Begin Data supplied

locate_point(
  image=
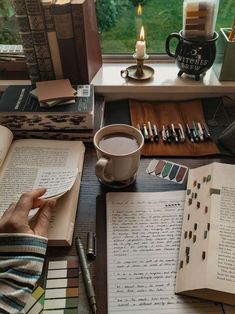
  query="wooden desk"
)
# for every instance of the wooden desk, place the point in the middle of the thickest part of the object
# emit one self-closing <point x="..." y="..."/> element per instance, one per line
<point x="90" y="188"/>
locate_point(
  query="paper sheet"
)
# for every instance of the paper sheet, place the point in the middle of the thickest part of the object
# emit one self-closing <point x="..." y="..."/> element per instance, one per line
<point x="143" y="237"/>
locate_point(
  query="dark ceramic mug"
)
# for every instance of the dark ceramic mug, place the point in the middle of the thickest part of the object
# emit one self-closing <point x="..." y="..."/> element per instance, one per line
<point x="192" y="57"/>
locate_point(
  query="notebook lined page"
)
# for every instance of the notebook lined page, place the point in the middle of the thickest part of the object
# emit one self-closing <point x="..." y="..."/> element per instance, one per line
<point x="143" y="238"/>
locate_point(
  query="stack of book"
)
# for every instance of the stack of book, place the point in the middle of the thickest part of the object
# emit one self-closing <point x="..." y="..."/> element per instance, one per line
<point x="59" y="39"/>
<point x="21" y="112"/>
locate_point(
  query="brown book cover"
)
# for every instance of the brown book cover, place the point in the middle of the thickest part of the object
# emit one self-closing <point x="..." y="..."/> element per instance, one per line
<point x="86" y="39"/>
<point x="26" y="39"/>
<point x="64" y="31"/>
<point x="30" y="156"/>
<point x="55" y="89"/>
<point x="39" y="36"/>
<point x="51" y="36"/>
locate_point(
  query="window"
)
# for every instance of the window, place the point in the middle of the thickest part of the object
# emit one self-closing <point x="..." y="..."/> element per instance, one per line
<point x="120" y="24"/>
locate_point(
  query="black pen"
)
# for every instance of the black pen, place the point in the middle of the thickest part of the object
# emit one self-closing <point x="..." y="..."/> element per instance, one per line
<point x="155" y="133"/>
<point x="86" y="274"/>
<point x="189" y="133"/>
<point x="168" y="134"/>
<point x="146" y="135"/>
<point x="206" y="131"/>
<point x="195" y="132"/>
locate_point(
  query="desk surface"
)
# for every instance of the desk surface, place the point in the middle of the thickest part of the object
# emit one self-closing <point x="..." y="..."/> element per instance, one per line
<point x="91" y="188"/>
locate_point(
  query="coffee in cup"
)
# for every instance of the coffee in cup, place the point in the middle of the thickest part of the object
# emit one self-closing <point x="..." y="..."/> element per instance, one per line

End Data supplied
Begin Data supplied

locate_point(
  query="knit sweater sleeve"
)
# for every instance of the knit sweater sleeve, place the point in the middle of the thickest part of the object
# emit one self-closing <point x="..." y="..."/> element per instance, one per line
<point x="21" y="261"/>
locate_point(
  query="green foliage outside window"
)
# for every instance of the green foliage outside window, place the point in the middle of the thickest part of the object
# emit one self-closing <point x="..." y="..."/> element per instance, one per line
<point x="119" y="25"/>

End Data supplied

Goal → How many lines in the records above contain the string "sheet"? Reply with the number alone.

Solution → 2